■ **Cosa fare**:
(a) Riporta senza alcuna modifica la parte del brano sull'opera di Rossini che va da "Storici e critici" giù fino a "assai di più.".
(b) Secondo il brano sull'opera di Rossini, in quale data l'opera arrivò alla Scala?

■ **Brano fornito**:
▼
Un soggetto che su una base pseudo-storica (conflitto Venezia-Spagna nel secolo XVII) innesta in realtà la vicenda dei burrascosi rapporti di potere/denaro (Contareno-Capellio) e sentimentali (Bianca, Capellio e Falliero).

L’opera arrivò alla Scala (26 dicembre 1819) a soli due mesi di distanza da La donna del lago (24 ottobre, SanCarlo) e con essa ha qualche vaga rassomiglianza proprio sul versante degli affetti.

E non solo per l’auto-imprestito musicale del finale, con Tanti affetti (appunto!) che da Elena passa - non pari-pari come avverrà al Maometto veneziano, ma con opportune varianti - a Bianca (Teco io resto) ma anche per quanto riguarda la vicenda, diciamo, sentimentale, caratterizzata da un triangolo che vede al centro la donna (Elena/Bianca) e due suoi spasimanti (Malcom/Giacomo e Falliero/Capellio). In entrambi i casi la donna (sempre un soprano) resta fedele fino alla fine al suo amato, un militare eroico ma piuttosto squattrinato (Malcom/Falliero, contralti en-travesti) rifiutando di unirsi all’altro spasimante, assai più facoltoso e potente (Giacomo/Capellio, tenore/basso).

Storici e critici del teatro musicale non concordano nemmeno su come l’opera fu accolta, e meno ancora sulle cause di tale ricezione. Di (quasi) certo c’è che la critica paludata fece pollice-verso, trovando l’opera antiquata di concezione (libretto) e raffazzonata con furbeschi auto-imprestiti (musica). La trentina di repliche sembrerebbe invece avallare la tesi di una ricezione positiva del pubblico. Sta di fatto che fu Rossini per primo a non essere pienamente soddisfatto dell’esito di questa operazione, dalla quale evidentemente si aspettava assai di più.
▲
■ **Dati mostrati**:
▼
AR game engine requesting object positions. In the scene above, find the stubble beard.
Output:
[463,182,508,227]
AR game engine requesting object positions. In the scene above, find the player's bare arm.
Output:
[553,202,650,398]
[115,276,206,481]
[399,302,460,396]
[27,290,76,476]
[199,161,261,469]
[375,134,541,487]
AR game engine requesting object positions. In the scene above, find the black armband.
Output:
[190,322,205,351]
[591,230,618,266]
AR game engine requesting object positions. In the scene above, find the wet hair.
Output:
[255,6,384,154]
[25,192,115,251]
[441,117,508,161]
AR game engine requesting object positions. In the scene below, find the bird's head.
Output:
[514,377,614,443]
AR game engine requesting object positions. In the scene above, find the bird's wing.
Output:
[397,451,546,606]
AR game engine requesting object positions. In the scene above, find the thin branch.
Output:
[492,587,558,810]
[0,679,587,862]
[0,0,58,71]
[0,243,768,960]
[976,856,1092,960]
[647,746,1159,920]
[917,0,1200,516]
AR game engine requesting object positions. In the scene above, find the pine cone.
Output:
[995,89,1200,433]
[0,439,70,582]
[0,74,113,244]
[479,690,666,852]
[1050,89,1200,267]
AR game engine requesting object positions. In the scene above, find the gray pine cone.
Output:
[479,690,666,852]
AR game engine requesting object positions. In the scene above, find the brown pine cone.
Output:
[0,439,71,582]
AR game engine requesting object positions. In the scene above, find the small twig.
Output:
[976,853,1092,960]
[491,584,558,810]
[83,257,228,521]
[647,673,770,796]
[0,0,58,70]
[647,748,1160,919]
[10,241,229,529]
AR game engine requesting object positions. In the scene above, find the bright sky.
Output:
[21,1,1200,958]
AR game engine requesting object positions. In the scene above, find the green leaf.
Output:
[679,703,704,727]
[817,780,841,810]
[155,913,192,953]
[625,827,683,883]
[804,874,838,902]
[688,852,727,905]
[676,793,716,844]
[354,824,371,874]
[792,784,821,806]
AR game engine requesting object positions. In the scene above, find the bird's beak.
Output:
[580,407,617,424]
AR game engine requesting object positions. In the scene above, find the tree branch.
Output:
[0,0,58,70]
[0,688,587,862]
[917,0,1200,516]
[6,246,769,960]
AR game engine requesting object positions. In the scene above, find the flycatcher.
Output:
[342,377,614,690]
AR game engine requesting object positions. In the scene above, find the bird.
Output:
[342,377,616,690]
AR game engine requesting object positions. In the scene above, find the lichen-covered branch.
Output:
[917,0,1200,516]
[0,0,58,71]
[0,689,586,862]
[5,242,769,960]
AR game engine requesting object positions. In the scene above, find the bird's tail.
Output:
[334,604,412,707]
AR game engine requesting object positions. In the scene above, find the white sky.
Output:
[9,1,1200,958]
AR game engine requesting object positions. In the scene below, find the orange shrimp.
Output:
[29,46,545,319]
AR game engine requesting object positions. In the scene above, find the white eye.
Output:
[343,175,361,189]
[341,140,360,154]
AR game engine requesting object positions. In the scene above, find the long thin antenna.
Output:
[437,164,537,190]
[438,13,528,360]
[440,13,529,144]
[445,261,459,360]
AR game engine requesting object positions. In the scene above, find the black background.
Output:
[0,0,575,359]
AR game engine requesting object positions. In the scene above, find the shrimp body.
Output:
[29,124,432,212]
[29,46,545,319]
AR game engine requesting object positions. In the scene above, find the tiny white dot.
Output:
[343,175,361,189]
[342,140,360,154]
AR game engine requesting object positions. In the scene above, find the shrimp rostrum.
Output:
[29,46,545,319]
▲
■ **Risposte in ordine**:
(a)
Storici e critici del teatro musicale non concordano nemmeno su come l’opera fu accolta, e meno ancora sulle cause di tale ricezione. Di (quasi) certo c’è che la critica paludata fece pollice-verso, trovando l’opera antiquata di concezione (libretto) e raffazzonata con furbeschi auto-imprestiti (musica). La trentina di repliche sembrerebbe invece avallare la tesi di una ricezione positiva del pubblico. Sta di fatto che fu Rossini per primo a non essere pienamente soddisfatto dell’esito di questa operazione, dalla quale evidentemente si aspettava assai di più.

(b) Il 26 dicembre 1819.